_EXERCISE DESCRIPTION:_
Quote the lines below word for word, leaving out the picture.
DATASET CONTENT below:
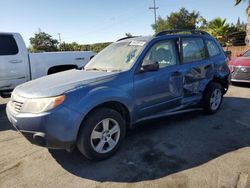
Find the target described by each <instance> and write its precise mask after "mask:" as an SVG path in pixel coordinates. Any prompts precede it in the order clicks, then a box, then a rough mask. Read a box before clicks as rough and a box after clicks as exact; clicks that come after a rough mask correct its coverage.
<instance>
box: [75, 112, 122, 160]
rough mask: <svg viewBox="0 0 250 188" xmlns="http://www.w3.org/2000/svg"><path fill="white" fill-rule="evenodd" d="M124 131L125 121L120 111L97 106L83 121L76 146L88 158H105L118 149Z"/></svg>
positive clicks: (110, 154)
mask: <svg viewBox="0 0 250 188" xmlns="http://www.w3.org/2000/svg"><path fill="white" fill-rule="evenodd" d="M125 131H126V127H125V121H124V119H123V117H122V116H121V115H120V113H118V112H117V111H115V110H112V109H109V108H98V109H95V110H94V111H92V112H91V114H89V115H88V117H87V118H86V120H85V121H84V122H83V124H82V126H81V129H80V132H79V135H78V140H77V147H78V149H79V150H80V152H81V153H82V154H83V155H85V156H86V157H87V158H88V159H91V160H101V159H106V158H108V157H110V156H111V155H113V154H114V153H115V151H116V150H117V149H118V147H119V145H120V143H121V141H122V139H123V138H124V136H125Z"/></svg>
End of DATASET CONTENT.
_TASK SOLUTION:_
Find the target described by each <instance> and write its precise mask after "mask:" as an SVG path in pixel coordinates. Any prompts precede it in the order clicks, then a box, then a rough mask. Read a box before clicks as rough and a box after clicks as exact; clicks that come after a rough mask correct its coverage.
<instance>
box: [75, 112, 122, 160]
rough mask: <svg viewBox="0 0 250 188" xmlns="http://www.w3.org/2000/svg"><path fill="white" fill-rule="evenodd" d="M124 131L125 121L120 111L97 106L83 121L76 146L88 158H105L118 149Z"/></svg>
positive clicks: (110, 154)
mask: <svg viewBox="0 0 250 188" xmlns="http://www.w3.org/2000/svg"><path fill="white" fill-rule="evenodd" d="M125 131H126V127H125V121H124V119H123V117H122V116H121V115H120V113H118V112H117V111H115V110H112V109H109V108H98V109H95V110H94V111H92V112H91V114H89V115H88V117H87V118H86V120H85V121H84V122H83V124H82V126H81V129H80V132H79V135H78V140H77V147H78V149H79V150H80V152H81V153H82V154H83V155H85V156H86V157H87V158H88V159H91V160H101V159H106V158H108V157H110V156H111V155H113V154H114V153H115V151H116V150H117V149H118V147H119V145H120V143H121V141H122V139H123V138H124V136H125Z"/></svg>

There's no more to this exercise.